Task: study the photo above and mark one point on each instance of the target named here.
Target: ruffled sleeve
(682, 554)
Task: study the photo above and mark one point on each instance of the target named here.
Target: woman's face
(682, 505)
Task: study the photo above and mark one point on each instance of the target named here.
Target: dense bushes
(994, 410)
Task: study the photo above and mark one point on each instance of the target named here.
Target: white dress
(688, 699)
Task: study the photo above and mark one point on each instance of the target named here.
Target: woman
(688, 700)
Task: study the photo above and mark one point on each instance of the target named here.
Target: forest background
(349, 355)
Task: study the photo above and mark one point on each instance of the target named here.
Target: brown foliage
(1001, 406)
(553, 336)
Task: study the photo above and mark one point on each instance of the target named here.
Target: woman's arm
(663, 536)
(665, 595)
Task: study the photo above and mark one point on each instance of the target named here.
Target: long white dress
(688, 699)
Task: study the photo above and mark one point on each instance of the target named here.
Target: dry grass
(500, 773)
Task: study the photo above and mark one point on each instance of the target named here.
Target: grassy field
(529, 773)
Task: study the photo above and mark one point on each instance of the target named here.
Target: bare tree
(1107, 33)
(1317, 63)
--- --- ---
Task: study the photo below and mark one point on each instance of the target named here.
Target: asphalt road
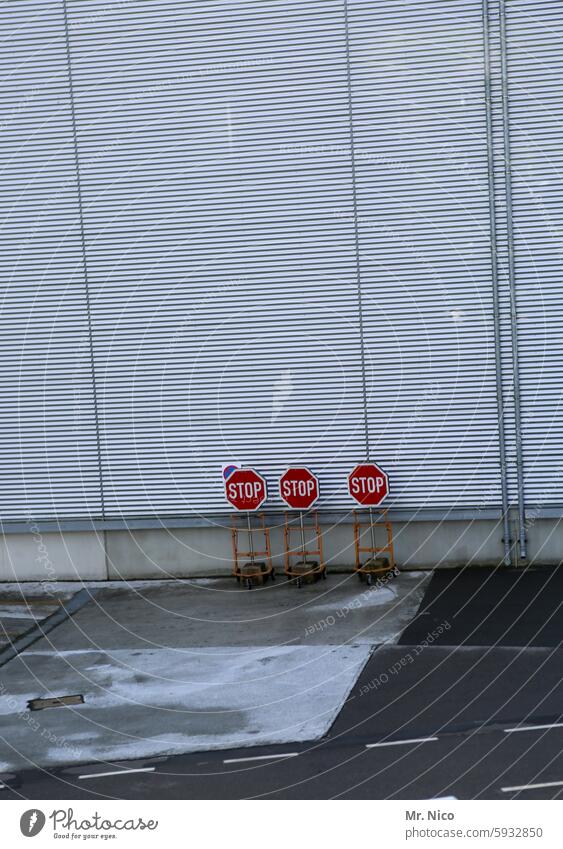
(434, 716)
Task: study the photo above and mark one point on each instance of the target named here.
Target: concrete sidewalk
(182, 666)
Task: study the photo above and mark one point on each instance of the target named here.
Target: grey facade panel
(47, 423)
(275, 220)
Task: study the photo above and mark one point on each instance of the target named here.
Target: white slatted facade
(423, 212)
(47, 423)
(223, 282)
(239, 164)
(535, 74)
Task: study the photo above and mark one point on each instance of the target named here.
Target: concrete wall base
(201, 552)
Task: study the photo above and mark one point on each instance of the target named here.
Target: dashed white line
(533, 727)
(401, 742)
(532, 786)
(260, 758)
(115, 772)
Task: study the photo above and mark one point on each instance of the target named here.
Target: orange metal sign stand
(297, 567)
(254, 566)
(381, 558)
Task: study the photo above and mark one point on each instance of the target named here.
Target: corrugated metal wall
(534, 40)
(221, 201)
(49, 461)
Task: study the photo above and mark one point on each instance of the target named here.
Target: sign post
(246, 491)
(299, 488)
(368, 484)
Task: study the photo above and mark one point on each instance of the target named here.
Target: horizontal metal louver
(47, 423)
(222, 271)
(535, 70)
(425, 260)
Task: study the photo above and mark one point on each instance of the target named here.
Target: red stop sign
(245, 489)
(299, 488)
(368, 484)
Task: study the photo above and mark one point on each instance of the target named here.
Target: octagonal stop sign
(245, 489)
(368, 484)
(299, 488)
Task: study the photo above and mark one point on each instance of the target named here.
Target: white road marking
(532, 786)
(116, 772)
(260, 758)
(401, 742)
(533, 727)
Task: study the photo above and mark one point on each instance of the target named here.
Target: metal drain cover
--- --- ---
* _WRITTEN REQUEST_: Pick out each line in the rows above that contains the string "stop" and copy it out in full. Only matches with the same capitalization count.

* _TASK ANSWER_:
Target: red stop sign
Target: octagonal stop sign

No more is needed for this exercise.